* **Problems and tasks**:
(A) In the article on graphene and 3D-printed energy storage, at what event did Cecilia Mattevi give her lecture on 3D-printed energy storage devices?
(B) From the graphene article, copy the passage between "3D-printing is regarded" and "medicine and energy.", inclusive.

* **Excerpt provided**:
_ _ _ _ _

Graphene enables 3D-printed energy storage devices

Cecilia Mattevi is an Associate Professor and a Royal Society University Research Fellow in the Department of Materials at Graphene Flagship Partner Imperial College London, UK.

Her research focuses on science and engineering of novel atomically thin semiconducting materials to enable applications in energy conversion, energy storage and nanotechnologies.

During Graphene Week 2021, she presented a lecture on 3D-printed energy storage devices, electrodes, micro-supercapacitors and more – all thanks to the possibilities of graphene.

3D-printing is regarded as a sustainable manufacturing technique with applications in different industries, from automotive to aerospace and education, medicine and energy.

Large scale 3D-printing represents different advantages, such as reduced cost, design freedom, weight reduction and faster development.

"We also see increasing applications for 3D-printing for small scale devices for biomedical applications and developing miniaturized energy storage devices," says Cecilia Mattevi.

Her research group is interested in energy storage devices for on-chip applications. They started with a few layers of graphene, formulating a graphene ink that’s ideal for 3D-printing structures of different geometries, from woodpile to interdigitated. The results are encouraging.

• They demonstrated the formulation of aqueous inks of graphene and layered materials like transition metal dichalcogenides, as well as the printing of 3D architectures with micron sized features and structural integrity.
• They printed devices without chemical additives and without the need of harsh post-printing processes to enable high electrochemical performance.
• They demonstrated that a graphene-enabled Electric Double Layer Capacitor (EDLC) dominated performance mechanism for on-chip applications.

Are we close to commercialising these devices? Mattevi thinks, "we need to study more and test them more, it will be especially nice to see the interdigitated ones optimised for actual applications." So far, her team has studied several devices, so reproducibility is quite well understood. "Now it’s a matter of optimising the development of the interdigitated structure with gel-electrolytes" concludes Mattevi.

_ _ _ _ _

* **Data extracts**:
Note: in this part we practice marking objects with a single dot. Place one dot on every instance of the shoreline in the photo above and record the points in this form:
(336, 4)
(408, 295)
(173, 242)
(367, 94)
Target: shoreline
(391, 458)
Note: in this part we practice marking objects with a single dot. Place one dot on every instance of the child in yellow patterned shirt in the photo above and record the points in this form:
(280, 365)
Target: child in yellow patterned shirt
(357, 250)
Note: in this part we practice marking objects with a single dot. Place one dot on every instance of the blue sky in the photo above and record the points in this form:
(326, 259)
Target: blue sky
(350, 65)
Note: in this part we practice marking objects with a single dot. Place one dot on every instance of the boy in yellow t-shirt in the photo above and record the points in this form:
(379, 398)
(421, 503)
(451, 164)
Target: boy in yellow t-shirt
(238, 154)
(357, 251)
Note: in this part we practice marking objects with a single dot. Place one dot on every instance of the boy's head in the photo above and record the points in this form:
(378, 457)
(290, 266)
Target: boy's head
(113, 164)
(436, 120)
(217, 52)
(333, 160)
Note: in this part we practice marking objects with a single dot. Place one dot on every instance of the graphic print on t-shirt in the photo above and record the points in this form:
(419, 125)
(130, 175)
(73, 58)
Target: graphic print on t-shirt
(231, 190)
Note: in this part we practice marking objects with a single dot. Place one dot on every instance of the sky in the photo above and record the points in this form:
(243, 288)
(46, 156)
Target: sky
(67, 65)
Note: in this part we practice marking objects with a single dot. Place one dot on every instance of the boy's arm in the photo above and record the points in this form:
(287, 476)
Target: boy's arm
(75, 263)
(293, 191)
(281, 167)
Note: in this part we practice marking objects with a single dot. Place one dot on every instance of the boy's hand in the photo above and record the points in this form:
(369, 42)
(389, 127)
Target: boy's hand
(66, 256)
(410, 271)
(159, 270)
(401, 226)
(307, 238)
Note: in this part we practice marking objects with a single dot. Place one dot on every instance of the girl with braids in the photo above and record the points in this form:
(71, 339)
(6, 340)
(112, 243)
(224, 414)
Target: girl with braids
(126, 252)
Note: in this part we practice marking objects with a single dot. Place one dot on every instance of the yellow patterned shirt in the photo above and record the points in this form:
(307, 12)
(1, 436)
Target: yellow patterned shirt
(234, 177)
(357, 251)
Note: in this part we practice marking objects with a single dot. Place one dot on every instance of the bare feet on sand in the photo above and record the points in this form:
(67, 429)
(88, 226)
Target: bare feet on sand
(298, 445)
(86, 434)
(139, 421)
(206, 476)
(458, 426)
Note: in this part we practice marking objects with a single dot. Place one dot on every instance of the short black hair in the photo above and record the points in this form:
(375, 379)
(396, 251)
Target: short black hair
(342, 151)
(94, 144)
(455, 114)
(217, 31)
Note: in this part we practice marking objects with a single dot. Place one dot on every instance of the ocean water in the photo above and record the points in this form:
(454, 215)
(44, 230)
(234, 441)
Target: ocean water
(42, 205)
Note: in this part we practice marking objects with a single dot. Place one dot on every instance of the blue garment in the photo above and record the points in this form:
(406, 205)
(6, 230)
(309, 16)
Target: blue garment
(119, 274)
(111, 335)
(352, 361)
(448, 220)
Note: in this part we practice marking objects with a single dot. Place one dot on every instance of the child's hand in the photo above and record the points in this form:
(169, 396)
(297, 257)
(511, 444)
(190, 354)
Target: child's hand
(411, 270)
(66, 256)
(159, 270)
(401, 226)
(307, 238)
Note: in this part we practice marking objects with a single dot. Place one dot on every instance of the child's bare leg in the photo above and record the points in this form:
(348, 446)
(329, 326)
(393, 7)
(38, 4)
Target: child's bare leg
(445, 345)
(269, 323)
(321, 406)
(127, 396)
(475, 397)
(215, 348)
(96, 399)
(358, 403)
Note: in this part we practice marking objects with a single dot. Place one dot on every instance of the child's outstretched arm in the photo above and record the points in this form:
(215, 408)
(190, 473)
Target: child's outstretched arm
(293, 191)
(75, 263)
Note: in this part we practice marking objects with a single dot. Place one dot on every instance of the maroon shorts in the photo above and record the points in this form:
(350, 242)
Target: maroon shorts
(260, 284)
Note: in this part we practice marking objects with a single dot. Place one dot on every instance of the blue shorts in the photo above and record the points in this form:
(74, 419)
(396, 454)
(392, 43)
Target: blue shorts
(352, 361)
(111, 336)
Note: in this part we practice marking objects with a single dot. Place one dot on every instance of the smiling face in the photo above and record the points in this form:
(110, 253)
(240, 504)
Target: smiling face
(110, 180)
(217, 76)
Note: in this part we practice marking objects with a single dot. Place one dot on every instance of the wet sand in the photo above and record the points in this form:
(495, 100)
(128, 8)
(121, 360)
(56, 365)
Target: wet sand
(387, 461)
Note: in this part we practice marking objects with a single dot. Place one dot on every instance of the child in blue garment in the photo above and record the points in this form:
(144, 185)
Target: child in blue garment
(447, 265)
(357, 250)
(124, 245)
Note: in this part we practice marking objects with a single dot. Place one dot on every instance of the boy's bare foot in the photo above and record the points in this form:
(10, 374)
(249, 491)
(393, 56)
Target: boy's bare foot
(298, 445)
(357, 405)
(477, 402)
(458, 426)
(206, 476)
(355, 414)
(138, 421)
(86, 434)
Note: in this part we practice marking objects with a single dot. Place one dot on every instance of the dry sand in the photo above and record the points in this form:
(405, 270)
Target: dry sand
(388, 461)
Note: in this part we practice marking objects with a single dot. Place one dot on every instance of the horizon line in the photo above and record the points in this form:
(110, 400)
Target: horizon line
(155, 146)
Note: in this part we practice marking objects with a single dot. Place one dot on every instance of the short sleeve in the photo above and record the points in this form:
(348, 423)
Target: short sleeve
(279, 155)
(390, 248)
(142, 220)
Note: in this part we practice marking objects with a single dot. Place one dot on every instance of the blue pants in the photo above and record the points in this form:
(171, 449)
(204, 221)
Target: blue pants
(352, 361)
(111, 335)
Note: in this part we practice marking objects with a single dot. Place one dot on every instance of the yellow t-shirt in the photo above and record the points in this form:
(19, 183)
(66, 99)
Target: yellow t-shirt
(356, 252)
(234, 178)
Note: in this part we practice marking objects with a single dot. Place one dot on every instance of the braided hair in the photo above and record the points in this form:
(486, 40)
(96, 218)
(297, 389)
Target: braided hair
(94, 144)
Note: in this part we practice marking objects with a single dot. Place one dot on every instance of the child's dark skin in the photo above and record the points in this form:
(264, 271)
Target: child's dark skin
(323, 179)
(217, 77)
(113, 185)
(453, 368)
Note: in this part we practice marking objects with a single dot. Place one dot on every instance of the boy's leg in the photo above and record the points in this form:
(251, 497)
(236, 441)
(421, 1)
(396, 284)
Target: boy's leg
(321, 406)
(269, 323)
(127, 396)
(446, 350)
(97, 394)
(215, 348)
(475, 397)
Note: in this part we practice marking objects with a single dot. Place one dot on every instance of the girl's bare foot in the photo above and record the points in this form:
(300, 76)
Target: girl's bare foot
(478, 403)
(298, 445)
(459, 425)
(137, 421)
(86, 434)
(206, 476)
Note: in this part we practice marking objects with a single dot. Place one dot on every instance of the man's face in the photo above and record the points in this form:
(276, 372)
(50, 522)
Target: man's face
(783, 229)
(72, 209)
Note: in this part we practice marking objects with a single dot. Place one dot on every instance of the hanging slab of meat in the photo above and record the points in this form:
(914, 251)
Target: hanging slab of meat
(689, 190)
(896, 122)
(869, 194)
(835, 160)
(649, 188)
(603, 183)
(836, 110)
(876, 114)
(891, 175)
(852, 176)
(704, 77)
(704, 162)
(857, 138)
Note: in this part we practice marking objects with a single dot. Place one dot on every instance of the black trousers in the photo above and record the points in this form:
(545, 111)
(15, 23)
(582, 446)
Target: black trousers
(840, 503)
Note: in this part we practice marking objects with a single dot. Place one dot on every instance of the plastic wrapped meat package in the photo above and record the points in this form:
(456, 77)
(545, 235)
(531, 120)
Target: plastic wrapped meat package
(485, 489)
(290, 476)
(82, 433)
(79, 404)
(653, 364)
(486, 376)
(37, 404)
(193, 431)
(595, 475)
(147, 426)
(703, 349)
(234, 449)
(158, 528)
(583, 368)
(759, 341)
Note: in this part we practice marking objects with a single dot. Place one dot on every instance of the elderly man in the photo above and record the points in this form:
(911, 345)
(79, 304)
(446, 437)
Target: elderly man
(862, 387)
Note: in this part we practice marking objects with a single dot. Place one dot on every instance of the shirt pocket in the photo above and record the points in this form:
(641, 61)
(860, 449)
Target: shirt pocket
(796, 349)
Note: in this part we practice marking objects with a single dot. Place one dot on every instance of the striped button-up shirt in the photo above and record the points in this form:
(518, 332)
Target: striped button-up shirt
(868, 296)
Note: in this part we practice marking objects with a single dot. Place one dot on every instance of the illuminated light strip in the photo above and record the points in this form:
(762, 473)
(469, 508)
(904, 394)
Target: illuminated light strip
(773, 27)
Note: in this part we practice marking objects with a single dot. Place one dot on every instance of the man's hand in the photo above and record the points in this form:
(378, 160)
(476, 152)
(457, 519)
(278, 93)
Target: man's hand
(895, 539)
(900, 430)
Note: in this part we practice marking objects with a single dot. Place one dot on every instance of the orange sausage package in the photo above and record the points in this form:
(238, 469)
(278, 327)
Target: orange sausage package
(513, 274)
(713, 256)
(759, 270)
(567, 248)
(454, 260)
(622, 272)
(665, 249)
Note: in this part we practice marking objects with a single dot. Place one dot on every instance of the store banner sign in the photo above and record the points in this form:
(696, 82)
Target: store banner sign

_ _ _ _ _

* **Numbered answers**:
(A) Graphene Week 2021

(B)
3D-printing is regarded as a sustainable manufacturing technique with applications in different industries, from automotive to aerospace and education, medicine and energy.